* **WHAT NEEDS TO BE DONE**
Rewrite the entries from the first line up to and including the line that contains "rough mask: <svg" as a numbered list, omitting any blank lines.

[[ ENTRIES SUPPLIED, beginning ]]

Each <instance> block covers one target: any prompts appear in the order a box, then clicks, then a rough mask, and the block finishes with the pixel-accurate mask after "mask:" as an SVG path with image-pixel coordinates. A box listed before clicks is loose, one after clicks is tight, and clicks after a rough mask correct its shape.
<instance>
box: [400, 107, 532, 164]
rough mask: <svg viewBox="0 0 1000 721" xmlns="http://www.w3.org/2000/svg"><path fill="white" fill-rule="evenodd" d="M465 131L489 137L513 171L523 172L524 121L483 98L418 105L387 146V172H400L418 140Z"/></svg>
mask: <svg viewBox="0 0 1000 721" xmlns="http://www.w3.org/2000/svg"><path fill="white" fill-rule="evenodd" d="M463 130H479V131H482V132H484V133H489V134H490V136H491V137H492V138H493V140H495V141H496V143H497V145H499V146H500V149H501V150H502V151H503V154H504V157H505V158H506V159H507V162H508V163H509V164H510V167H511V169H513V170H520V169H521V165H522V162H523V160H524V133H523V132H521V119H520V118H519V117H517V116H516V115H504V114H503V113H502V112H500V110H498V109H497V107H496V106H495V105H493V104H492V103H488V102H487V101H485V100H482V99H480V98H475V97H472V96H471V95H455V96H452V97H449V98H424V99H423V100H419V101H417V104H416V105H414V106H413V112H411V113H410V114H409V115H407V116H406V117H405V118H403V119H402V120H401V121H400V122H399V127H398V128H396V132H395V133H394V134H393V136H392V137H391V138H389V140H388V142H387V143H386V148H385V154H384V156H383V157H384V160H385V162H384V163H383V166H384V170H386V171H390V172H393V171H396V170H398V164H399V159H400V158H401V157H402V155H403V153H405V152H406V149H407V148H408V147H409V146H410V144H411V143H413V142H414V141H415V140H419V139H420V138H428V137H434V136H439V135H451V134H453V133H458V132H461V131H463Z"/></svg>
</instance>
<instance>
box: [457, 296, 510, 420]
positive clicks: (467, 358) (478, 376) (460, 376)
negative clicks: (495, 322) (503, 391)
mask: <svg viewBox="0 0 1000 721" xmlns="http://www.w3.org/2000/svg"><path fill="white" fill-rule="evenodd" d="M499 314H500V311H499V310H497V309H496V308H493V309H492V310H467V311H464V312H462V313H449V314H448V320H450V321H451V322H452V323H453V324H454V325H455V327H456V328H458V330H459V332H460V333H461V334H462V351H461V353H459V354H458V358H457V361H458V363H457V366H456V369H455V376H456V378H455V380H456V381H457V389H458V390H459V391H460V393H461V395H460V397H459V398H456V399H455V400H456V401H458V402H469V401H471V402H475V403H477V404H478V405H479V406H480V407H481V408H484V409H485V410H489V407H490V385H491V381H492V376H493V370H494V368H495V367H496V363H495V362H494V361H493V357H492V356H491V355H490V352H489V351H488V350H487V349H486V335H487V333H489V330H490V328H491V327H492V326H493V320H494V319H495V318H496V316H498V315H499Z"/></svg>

[[ ENTRIES SUPPLIED, end ]]

* **SOLVED EXERCISE**
1. Each <instance> block covers one target: any prompts appear in the order a box, then clicks, then a rough mask, and the block finishes with the pixel-accurate mask after "mask:" as an SVG path with image-pixel coordinates. A box listed before clicks is loose, one after clicks is tight, and clicks after a rough mask correct its shape.
2. <instance>
3. box: [400, 107, 532, 164]
4. rough mask: <svg viewBox="0 0 1000 721" xmlns="http://www.w3.org/2000/svg"><path fill="white" fill-rule="evenodd" d="M465 131L489 137L513 171L523 172L524 121L483 98L418 105L387 146V172H400L418 140Z"/></svg>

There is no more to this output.